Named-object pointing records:
---
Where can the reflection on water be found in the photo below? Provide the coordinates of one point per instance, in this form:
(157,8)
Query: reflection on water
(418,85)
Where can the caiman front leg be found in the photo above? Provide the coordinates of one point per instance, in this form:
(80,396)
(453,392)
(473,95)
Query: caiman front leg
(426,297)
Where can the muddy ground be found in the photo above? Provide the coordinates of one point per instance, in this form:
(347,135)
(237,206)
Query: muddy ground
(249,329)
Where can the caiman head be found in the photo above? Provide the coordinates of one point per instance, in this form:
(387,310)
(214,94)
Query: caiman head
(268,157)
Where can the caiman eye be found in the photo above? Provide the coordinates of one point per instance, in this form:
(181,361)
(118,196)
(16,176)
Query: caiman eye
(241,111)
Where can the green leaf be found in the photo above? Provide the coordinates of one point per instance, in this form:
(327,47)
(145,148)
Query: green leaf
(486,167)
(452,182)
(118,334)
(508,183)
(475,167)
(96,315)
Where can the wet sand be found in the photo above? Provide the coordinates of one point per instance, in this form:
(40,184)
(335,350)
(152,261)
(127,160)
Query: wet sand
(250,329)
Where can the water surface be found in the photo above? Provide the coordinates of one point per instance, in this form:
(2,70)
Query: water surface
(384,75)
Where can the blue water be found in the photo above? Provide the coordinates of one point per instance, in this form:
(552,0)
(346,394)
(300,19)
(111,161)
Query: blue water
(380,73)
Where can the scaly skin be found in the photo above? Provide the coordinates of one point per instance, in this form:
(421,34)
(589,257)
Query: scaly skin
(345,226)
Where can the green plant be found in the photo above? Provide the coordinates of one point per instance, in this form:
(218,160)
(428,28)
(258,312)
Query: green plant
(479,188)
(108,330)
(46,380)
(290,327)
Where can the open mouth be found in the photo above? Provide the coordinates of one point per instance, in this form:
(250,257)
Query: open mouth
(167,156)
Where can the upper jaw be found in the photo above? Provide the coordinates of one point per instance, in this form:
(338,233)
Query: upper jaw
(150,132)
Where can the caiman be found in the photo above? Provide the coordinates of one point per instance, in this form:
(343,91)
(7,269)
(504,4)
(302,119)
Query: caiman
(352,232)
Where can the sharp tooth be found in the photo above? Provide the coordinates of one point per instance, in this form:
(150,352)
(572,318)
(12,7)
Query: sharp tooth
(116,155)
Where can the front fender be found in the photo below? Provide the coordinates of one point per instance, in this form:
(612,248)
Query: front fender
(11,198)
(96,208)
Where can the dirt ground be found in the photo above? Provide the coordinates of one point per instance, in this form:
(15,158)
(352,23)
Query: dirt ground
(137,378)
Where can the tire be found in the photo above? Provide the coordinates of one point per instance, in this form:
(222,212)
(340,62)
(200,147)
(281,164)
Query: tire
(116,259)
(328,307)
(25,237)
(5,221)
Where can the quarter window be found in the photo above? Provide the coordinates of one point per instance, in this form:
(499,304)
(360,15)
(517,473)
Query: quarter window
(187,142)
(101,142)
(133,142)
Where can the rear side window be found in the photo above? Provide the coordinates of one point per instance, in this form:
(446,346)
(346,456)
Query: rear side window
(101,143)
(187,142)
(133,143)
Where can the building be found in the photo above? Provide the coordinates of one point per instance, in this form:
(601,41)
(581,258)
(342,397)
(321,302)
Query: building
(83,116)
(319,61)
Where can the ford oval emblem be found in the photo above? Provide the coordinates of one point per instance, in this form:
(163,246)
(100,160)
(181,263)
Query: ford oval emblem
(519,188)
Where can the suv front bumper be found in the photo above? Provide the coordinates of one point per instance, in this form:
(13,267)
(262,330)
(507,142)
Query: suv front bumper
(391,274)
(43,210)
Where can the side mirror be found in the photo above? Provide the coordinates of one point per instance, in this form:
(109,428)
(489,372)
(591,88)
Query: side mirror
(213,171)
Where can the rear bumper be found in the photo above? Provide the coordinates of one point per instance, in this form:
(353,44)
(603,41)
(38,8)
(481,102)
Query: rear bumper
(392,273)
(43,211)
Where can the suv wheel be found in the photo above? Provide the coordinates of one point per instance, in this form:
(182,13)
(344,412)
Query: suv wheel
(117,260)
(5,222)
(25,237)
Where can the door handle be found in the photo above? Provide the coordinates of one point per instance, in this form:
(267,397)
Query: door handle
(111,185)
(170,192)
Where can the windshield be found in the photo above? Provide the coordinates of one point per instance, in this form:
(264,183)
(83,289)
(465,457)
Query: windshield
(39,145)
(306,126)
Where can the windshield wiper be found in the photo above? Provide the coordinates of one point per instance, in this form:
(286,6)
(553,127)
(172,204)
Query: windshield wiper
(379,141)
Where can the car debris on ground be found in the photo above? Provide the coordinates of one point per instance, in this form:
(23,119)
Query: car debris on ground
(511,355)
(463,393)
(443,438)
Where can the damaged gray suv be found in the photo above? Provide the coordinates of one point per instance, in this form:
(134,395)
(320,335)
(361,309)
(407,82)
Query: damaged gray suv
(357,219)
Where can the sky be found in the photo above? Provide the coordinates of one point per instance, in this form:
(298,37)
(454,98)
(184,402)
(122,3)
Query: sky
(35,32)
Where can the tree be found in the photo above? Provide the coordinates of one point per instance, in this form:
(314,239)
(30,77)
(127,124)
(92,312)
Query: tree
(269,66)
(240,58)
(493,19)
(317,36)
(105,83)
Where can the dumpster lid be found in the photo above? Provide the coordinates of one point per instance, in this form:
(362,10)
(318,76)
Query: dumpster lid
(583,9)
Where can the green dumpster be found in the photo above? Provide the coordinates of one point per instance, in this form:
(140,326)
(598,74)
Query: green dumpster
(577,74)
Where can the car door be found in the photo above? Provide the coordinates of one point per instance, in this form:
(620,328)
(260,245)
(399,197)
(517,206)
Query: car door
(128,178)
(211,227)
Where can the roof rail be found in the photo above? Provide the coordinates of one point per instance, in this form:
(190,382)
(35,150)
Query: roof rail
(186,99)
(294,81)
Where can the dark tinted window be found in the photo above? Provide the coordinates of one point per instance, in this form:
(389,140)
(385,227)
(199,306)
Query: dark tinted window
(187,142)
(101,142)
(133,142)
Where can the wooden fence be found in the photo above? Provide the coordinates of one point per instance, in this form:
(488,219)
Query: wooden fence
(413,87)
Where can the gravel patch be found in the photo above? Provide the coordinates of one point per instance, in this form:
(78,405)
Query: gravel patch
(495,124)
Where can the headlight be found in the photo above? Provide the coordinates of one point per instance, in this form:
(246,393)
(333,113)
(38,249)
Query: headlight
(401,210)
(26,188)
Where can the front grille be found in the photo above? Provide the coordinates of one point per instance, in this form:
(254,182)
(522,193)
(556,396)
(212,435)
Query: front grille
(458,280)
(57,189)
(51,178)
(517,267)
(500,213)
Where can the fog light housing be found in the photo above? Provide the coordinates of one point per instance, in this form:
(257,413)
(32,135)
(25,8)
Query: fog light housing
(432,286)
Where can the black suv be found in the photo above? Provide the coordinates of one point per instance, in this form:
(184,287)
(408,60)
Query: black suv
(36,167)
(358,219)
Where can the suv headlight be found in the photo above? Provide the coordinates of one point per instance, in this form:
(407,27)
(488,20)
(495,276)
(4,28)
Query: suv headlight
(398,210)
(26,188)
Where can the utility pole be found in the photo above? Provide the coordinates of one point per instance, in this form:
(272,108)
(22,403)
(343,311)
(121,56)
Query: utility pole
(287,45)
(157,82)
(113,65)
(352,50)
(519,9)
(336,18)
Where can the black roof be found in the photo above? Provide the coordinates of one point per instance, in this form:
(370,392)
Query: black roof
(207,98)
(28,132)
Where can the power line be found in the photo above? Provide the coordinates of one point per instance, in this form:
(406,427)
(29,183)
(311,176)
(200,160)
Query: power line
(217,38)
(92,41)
---
◆ Exercise: Restate every entry word for word.

◆ Output of the exercise:
Where can the reflection on water be found in the photo below? Provide the coordinates of one point per instance, in this form:
(157,8)
Query: reflection on water
(418,85)
Where can the caiman front leg be found in the photo above? Provide the coordinates of one point per instance, in this form:
(80,396)
(453,392)
(473,95)
Query: caiman front leg
(426,297)
Where can the muddy ground be found in the photo above? Provide the coordinates of one point per instance, in this form:
(347,135)
(237,206)
Query: muddy ground
(249,329)
Where can the caiman head be found in the photo above? Provide the coordinates of one point per instance, in this form:
(387,310)
(214,94)
Query: caiman head
(268,157)
Where can the caiman eye be found in the photo above? Provide the coordinates of one point per instance, in this form:
(181,361)
(118,196)
(16,176)
Query: caiman eye
(241,111)
Where can the green leaf be found in the photo above? Provide the coordinates of one point per instance, in this form:
(327,47)
(145,148)
Query: green leaf
(486,167)
(452,182)
(118,334)
(508,183)
(475,167)
(96,315)
Where can the wet sand be found in the photo above? Provide the coordinates of one point per instance, in this form:
(40,184)
(335,350)
(152,261)
(127,160)
Query: wet sand
(250,329)
Where can the water surface be found in the photo above? Provide the coordinates of one point per instance, in this form:
(2,70)
Query: water surface
(384,75)
Where can the blue water be found in the photo above? Provide the coordinates of one point per instance, in this form:
(552,0)
(346,394)
(300,19)
(111,161)
Query: blue water
(380,73)
Where can the scaly skin be found in the photo above? Provide the coordinates of one point per instance, in this form:
(421,34)
(589,257)
Query: scaly skin
(345,226)
Where can the green plant be found in the photo above? Provide the coordinates of one point per instance, in this form:
(218,160)
(428,28)
(258,312)
Query: green plant
(479,188)
(108,330)
(46,380)
(290,327)
Where can the open mouth be found in the photo above? Provide the coordinates of one point per instance, in this form:
(250,257)
Query: open mouth
(167,156)
Where can the upper jaw be found in the photo above? Provide the coordinates of one point per instance, in this form:
(338,233)
Query: upper jaw
(150,132)
Where can the caiman be found in the photo above? Provide the coordinates of one point per instance, in this form:
(343,91)
(7,269)
(504,4)
(302,119)
Query: caiman
(352,232)
Where can the sharp tooth be found in the photo above? Provide the coordinates of one point per instance, in this form:
(150,352)
(572,318)
(12,7)
Query: sharp tooth
(116,155)
Where can the front fender be found in the photo below? Provide the coordinates of one point per instance, in this form:
(612,248)
Query: front fender
(11,198)
(96,208)
Where can the dirt ground be found in the photo above? Provide the coordinates of one point per instance, in this form:
(15,158)
(352,23)
Query: dirt ground
(137,378)
Where can the tire be found in the photo above? Provide the coordinates of one point per instance, in this form:
(222,212)
(340,62)
(200,147)
(281,164)
Query: tire
(116,259)
(328,307)
(25,237)
(5,221)
Where can the quarter window be found in the photo above? Provide the coordinates of one point per instance, in this form:
(499,304)
(360,15)
(517,473)
Query: quarter window
(187,142)
(101,142)
(133,142)
Where can the rear side window be found in the photo above? Provide the coordinates of one point per instance, in this form:
(446,346)
(346,456)
Query: rear side window
(101,143)
(187,142)
(133,143)
Where can the building be found in the photo above? Provide the coordinates of one point per instance, in this form:
(601,41)
(581,258)
(342,397)
(321,302)
Query: building
(83,116)
(319,61)
Where can the ford oval emblem be found in the photo above? Provide the coordinates of one point per instance, in this form:
(163,246)
(100,160)
(181,263)
Query: ford oval emblem
(519,188)
Where can the suv front bumper be found in the photo above? Provide the coordinates of one point per instance, in this form:
(13,267)
(262,330)
(507,142)
Query: suv front bumper
(391,274)
(43,210)
Where can the side mirror be found in the photo above? Provide the coordinates of one point per instance, in this form:
(109,428)
(489,372)
(591,88)
Query: side mirror
(213,171)
Where can the rear bumper be found in the photo above? Provide the coordinates of one point per instance, in this form:
(353,44)
(603,41)
(38,8)
(481,102)
Query: rear bumper
(392,273)
(43,211)
Where can the suv wheel be found in the photo above? Provide the coordinates of one point per instance, in this form:
(182,13)
(344,412)
Query: suv wheel
(117,260)
(5,222)
(25,237)
Where can the door handle be found in the photo above? Provide the coordinates of one point per instance, in this form:
(267,397)
Query: door handle
(111,185)
(170,192)
Where can the windshield be found in the photo above? Provide the coordinates of one point per instance, in this form:
(264,183)
(83,289)
(465,457)
Query: windshield
(39,145)
(306,126)
Where can the windshield wiper be found in the photo above? Provide the coordinates of one point per instance, in this form:
(286,6)
(553,127)
(172,204)
Query: windshield wiper
(379,141)
Where can the car debris on ground be found in the photo above? Provide the coordinates of one point per instance, in this form:
(23,119)
Query: car debris on ground
(511,355)
(463,393)
(443,438)
Where can the damaged gray suv be found in the photo above? Provide the coordinates of one point per instance, in this form:
(134,395)
(320,335)
(361,309)
(407,82)
Query: damaged gray suv
(357,219)
Where can the sky be found in the photo above? Provide the coordinates of one point per instance, in this form:
(298,37)
(454,98)
(184,402)
(122,3)
Query: sky
(35,32)
Where can the tree be found in the photo above? Provide the coordinates of one point per instance, in this form:
(314,239)
(30,77)
(127,124)
(92,312)
Query: tree
(269,66)
(240,58)
(493,19)
(317,36)
(105,83)
Where can the dumpster lid be found in the photo above? Provide the coordinates of one point per instance, in this form:
(362,10)
(318,76)
Query: dumpster lid
(583,9)
Where can the green dumpster be found in the photo above? Provide the coordinates of one point per instance, in this form:
(140,326)
(598,74)
Query: green dumpster
(577,74)
Where can the car door be found in the photo above? Provide the coordinates of one point per instance, in this form:
(620,328)
(260,245)
(399,197)
(517,206)
Query: car door
(128,178)
(211,227)
Where can the roof rail be found in the photo above? Provide the coordinates of one point per instance, in this form:
(190,382)
(35,150)
Query: roof rail
(186,99)
(294,81)
Where can the dark tinted window be found in the photo above? Provide the coordinates of one point per instance, in this form:
(389,140)
(385,227)
(199,306)
Query: dark tinted window
(187,142)
(101,142)
(133,142)
Where can the wooden fence be found in the photo above? Provide the coordinates of one point per instance, in this form:
(488,219)
Query: wooden fence
(413,87)
Where can the gravel patch be found in the photo above? Provide the coordinates of one point per instance, in this form:
(78,405)
Query: gravel patch
(495,124)
Where can the headlight be found in the photo above? Provide the coordinates of one point per instance, in this form:
(246,393)
(333,113)
(38,249)
Query: headlight
(401,210)
(26,188)
Where can the front grille be found in the photo above? Provide the coordinates of one point per instance, in this form:
(254,182)
(522,193)
(556,396)
(212,435)
Query: front grille
(458,280)
(57,189)
(51,178)
(517,267)
(500,213)
Where can the fog light housing be found in the photo above? Provide the coordinates of one point per instance, in this form:
(257,413)
(32,135)
(25,8)
Query: fog light housing
(432,286)
Where can the black suv be found in the photo above? Provide the coordinates of one point per instance, in this form:
(184,287)
(408,60)
Query: black suv
(36,167)
(358,219)
Where can the suv headlight be found in the photo above? Provide the coordinates of one point per instance, in this form:
(407,27)
(488,20)
(495,276)
(4,28)
Query: suv headlight
(398,210)
(26,188)
Where can the utility pole be found in the photo above? Provide the coordinates of one point per instance, in this form:
(272,108)
(22,403)
(343,311)
(121,56)
Query: utility pole
(287,45)
(157,82)
(113,65)
(352,50)
(519,9)
(336,18)
Where can the black roof be found in the photo above? Provide the coordinates of one point per instance, in this form:
(370,392)
Query: black roof
(207,98)
(28,132)
Where can the power line be found in the photo above? Provide the coordinates of one point per instance, in this form:
(406,427)
(29,183)
(311,176)
(200,160)
Query: power line
(217,38)
(92,41)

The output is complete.